### TAREFAS A FAZER
**a.** Por favor, reescreva o trecho citado desde "Os filhos dos dias Tradução" até "ano de 2011.", inclusive, substituindo "estádio" por "teatro".
**b.** Segundo o trecho citado, por que as primeiras versões do livro acabavam sempre sendo penúltimas? Explique em uma a três frases.
**c.** A quem o livro é dedicado, de acordo com o trecho citado?

### TRECHO CITADO

* * *

Os filhos dos dias Tradução de Eric Nepomuceno

L

Gratidões Não posso agradecer a todos os amigos que fizeram este livro possível, nem aos autores das muitas obras que consultei. Os amigos e os autores não lotariam um estádio, mas quase. Isso, sim: não posso deixar de dedicar o resultado a quem teve a paciência de ler e opinar sobre as primeiras versões, que queriam ser últimas e eram sempre penúltimas, porque sempre havia alguma coisa a ser corrigida ou mudada ou suprimida ou acrescentada: Ramón Akal, Mark Fried, Karl Hübner, Carlos Machado e Hector Velarde. Este livro é dedicado a Helena Villagra. Sem palavras. Em Montevidéu, no final do ano de 2011.

9

E os dias se puseram a andar. E eles, os dias, nos fizeram. E assim fomos nascidos nós, os filhos dos dias, os averiguadores, os buscadores da vida. (Gênesis, de acordo com os maias)

* * *

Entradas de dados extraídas

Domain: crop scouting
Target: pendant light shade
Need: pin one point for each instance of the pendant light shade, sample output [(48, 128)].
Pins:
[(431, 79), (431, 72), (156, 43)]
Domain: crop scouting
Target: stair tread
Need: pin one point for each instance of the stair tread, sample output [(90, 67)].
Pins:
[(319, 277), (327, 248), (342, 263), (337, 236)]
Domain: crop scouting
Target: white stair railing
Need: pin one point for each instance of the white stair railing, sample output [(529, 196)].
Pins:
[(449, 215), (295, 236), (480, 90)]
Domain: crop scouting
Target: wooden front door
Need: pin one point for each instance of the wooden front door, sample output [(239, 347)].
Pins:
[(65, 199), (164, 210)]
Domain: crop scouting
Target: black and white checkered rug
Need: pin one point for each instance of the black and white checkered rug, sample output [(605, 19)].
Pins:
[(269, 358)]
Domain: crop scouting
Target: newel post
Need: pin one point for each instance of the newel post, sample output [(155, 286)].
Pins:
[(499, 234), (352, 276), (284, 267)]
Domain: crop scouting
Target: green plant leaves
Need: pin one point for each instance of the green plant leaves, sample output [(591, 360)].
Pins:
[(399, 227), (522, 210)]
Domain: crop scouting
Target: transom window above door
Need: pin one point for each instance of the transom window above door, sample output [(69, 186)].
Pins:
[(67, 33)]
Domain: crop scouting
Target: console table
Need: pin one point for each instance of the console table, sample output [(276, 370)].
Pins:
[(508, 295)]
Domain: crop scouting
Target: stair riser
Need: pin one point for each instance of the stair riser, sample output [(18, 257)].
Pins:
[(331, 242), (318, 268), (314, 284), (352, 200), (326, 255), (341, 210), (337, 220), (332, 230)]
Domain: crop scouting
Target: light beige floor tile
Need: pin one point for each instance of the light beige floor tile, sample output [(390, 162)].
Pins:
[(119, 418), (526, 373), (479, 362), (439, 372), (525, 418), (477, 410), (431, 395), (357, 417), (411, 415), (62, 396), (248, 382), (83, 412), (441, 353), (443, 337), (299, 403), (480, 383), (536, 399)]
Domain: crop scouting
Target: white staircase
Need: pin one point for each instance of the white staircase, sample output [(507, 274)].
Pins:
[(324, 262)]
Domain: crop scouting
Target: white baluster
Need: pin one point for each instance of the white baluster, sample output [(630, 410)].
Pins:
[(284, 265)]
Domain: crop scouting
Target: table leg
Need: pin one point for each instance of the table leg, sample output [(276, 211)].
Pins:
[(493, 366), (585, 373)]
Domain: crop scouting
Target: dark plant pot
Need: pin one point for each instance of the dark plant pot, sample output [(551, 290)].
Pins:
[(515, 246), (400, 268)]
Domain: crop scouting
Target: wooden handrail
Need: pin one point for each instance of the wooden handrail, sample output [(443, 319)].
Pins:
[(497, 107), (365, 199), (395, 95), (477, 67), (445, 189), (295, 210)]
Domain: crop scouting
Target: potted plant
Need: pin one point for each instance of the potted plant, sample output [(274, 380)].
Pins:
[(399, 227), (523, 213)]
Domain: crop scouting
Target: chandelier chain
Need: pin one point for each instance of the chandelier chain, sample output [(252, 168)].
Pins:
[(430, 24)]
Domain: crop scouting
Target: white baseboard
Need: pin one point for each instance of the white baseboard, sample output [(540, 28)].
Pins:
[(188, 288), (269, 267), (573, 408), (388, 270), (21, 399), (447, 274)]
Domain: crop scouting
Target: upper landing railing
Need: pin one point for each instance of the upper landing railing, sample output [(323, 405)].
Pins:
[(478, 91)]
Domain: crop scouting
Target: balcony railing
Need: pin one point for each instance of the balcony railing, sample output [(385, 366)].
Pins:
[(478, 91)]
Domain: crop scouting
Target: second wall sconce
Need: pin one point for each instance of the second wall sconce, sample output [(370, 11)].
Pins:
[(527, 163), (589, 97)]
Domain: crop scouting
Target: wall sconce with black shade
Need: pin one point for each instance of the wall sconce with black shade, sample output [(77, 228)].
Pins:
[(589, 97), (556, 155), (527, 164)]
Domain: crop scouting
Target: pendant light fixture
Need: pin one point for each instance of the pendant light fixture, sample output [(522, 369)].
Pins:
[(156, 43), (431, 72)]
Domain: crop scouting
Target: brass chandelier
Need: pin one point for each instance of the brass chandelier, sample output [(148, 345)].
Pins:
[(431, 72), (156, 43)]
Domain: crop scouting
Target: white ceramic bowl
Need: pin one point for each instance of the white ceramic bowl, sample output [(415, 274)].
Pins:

* * *

### RESPOSTAS
**a.**
Os filhos dos dias Tradução de Eric Nepomuceno

L

Gratidões Não posso agradecer a todos os amigos que fizeram este livro possível, nem aos autores das muitas obras que consultei. Os amigos e os autores não lotariam um teatro, mas quase. Isso, sim: não posso deixar de dedicar o resultado a quem teve a paciência de ler e opinar sobre as primeiras versões, que queriam ser últimas e eram sempre penúltimas, porque sempre havia alguma coisa a ser corrigida ou mudada ou suprimida ou acrescentada: Ramón Akal, Mark Fried, Karl Hübner, Carlos Machado e Hector Velarde. Este livro é dedicado a Helena Villagra. Sem palavras. Em Montevidéu, no final do ano de 2011.

**b.** Porque sempre havia alguma coisa a ser corrigida, mudada, suprimida ou acrescentada.

**c.** A Helena Villagra.